Prompt. An exact transcription of all the data is required.
[[ Supplied data, beginning ]]
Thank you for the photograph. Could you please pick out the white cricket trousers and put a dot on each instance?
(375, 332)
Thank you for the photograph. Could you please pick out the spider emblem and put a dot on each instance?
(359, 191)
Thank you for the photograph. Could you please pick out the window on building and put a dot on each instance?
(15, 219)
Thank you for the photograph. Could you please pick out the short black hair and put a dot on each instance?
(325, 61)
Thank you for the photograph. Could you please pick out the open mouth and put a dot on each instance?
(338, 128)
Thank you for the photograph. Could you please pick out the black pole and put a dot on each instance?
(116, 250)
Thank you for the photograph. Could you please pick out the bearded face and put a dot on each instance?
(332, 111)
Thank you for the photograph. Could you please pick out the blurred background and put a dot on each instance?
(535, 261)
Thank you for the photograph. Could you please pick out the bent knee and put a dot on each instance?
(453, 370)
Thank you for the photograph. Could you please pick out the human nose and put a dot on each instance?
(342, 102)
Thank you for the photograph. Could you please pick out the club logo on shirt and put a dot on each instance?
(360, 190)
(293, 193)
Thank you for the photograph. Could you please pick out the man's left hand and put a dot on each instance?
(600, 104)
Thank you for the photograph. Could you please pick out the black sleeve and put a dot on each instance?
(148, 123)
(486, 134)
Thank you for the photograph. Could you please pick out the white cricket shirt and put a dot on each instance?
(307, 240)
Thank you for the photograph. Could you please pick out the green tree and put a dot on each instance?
[[ Supplied data, end ]]
Output of the exercise.
Thank you for the photograph. Could you please pick out the white cricket trousers and put a dot on each instance?
(375, 332)
Thank you for the photograph. Could you please pick out the spider emblem and put a dot on each instance?
(359, 191)
Thank you for the photograph. Could you please pick out the window on building and put a dot on each instance?
(15, 219)
Thank you for the photograph. Could you please pick out the short black hair and put a dot on each instance?
(325, 61)
Thank you for the photograph. Could you please pick out the open mouth and put a dot on each instance?
(338, 128)
Thank you for the photograph. Could you please pick out the black pole and put a dot on each instance?
(116, 250)
Thank you for the photograph. Could you please pick out the bearded face and put a dot on each instance?
(332, 111)
Thank you for the photograph. Could you please pick out the blurred background and put a dot on each instance?
(535, 261)
Thank you for the photograph. Could you please pick out the bent knee and put a dot on each instance?
(453, 370)
Thank you for the photograph. Could you please pick out the human nose and put a dot on each instance?
(342, 102)
Thank you for the photograph. Could you please pick out the club logo on shirt and put a dot on each instance?
(360, 190)
(293, 193)
Thank you for the photograph. Could you please pick out the man's left hand and put a dot on each instance?
(600, 104)
Thank you for the photograph. Could you please pick out the black sleeve and put a dot on each instance?
(148, 123)
(486, 134)
Thank you for the photograph. Could you please pick out the white cricket shirt and put a dot on each instance?
(307, 240)
Thank you for the photograph. Could you please pick out the green tree and put a dot on each instance?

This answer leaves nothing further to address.